→ ЗАДАНИЯ:
a) Выпишите из отрывка о категориях действия фрагмент, который начинается со слов "Теперь, когда мы" и заканчивается словами "действия: человек действует.".
b) Перепишите без изменений строки листинга, начиная с первой и заканчивая строкой, где стоит "641, 215, 800, 292", включительно.

→ ОТРЫВОК:
Категории действия - средства, цели, ценность, выбор, знание, принцип причинности и т. д. - неизбежно появляются после того, как смысл действия сформулирован, выражен и его последствия известны. Следовательно, категории деятельности, как и «категории мысли» Канта не являются свободно плавающими плодами ума без связи с действительностью, а уходят корнями в очень реальную и неоспоримую концепцию целенаправленного поведения.

Теперь мы можем видеть, что идеалистические ментальные категории Канта становятся праксиологическими категориями деятельности. Разница здесь заключается в том, что с праксиологической точки зрения акцент делается на понятии действия, которое имеет непосредственное отношение к внешней реальности. Традиционные рационалисты сосредоточились исключительно на природе разума и опыта, тогда как праксиология объединяет концептуальную мысль с ее функцией в действии, тем самым связывая абстрактную мысль с конкретной реальностью, в которой действие должно совершаться. Мизес комментирует это так:

Основной недостаток традиционных эпистемологических попыток заключается в том, что они игнорируют праксиологические аспекты. Эпистемологи рассматривали мысль, как будто это отдельное поле, отрезанное от других проявлений человеческой деятельности. Они занимались проблемами логики и математики, но они не видели практических аспектов мышления16

Кантовские свободно-плавающие категории времени, пространства и причинности непосредственно содержатся в категориях деятельности и целях. Таким образом, результат достигается только после использования некоторых средств; когда прошло время. Кроме того, все действия должны выполняться в какой-то физической среде, неизбежно понимаемой любым актором в виде пространственной структуры. Даже если для достижения цели не использовались физические движения, действия должны происходить где-то в пространстве. Таким образом, все действия подразумевают использование места в пространстве и время, которое было затрачено на это действие. Наконец, причинность также является неотъемлемой частью деятельности, поскольку цели достигаются только в результате применения некоторых средств; акторы сознательно воздействуют на причины в нашем мире, чтобы пожинать плоды.

Эпистемология реализма и переформулировка категорий действия

Поскольку все действия происходят в конкретной реальности, категории деятельности должны отражать эту реальность. Понимая роль, которую играет в нашей теории действие, мы можем перейти от абстрактного концептуального мышления к конкретной реальности, построив реалистичную эпистемологию. В отличие от несостоятельного идеализма, который не может объяснить связь между мыслью и реальностью, наша теория предлагает объяснение именно этой связи. Таким образом, традиционные рационалисты правы, утверждая, что некоторые синтетические истины могут быть известны априори, но только понятие деятельности может обосновать эти истины наблюдаемой реальности и одновременно избежать всех форм идеализма. Поскольку действие руководствуется мыслью, но также и приводит к изменениям во внешнем мире, категории действий - это не только законы мышления, но и законы действительности.17

Теперь, когда мы понимаем, почему категории деятельности являются синтезированными априорно, а также представляем себе их функции в целенаправленном поведении и их уникальность среди всех других знаний, мы можем составить их полный список. Мы уже изучили категории средств, целей, знаний, существования, идентичности, противоречия, причинности, пространства и времени, но мы лишь кратко коснулись категорий предпочтений, выбора, цены / стоимости, прибыли / убытка и ценности. Все эти понятия непосредственно выведены из аксиомы действия: человек действует.

[Записи из набора данных для разметки]
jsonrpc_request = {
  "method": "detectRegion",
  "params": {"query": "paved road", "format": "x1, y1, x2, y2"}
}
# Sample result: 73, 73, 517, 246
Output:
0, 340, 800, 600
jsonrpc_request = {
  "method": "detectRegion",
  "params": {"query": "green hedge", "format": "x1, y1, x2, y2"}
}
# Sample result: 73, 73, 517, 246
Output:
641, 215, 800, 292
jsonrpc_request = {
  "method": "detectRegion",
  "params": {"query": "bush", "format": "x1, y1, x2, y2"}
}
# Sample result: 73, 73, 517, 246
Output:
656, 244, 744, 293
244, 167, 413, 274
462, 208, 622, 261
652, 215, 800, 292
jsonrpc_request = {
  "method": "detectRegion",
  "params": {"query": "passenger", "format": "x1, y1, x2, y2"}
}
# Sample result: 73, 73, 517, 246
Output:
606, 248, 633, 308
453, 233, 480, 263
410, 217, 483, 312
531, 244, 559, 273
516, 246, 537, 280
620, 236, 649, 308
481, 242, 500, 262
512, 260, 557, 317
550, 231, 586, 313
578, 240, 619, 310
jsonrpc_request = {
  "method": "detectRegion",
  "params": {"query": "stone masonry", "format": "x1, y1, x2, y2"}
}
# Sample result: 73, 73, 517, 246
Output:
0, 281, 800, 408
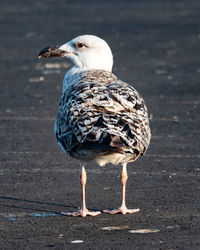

→ РЕШЕНИЯ:
a)
Теперь, когда мы понимаем, почему категории деятельности являются синтезированными априорно, а также представляем себе их функции в целенаправленном поведении и их уникальность среди всех других знаний, мы можем составить их полный список. Мы уже изучили категории средств, целей, знаний, существования, идентичности, противоречия, причинности, пространства и времени, но мы лишь кратко коснулись категорий предпочтений, выбора, цены / стоимости, прибыли / убытка и ценности. Все эти понятия непосредственно выведены из аксиомы действия: человек действует.

b)
jsonrpc_request = {
  "method": "detectRegion",
  "params": {"query": "paved road", "format": "x1, y1, x2, y2"}
}
# Sample result: 73, 73, 517, 246
Output:
0, 340, 800, 600
jsonrpc_request = {
  "method": "detectRegion",
  "params": {"query": "green hedge", "format": "x1, y1, x2, y2"}
}
# Sample result: 73, 73, 517, 246
Output:
641, 215, 800, 292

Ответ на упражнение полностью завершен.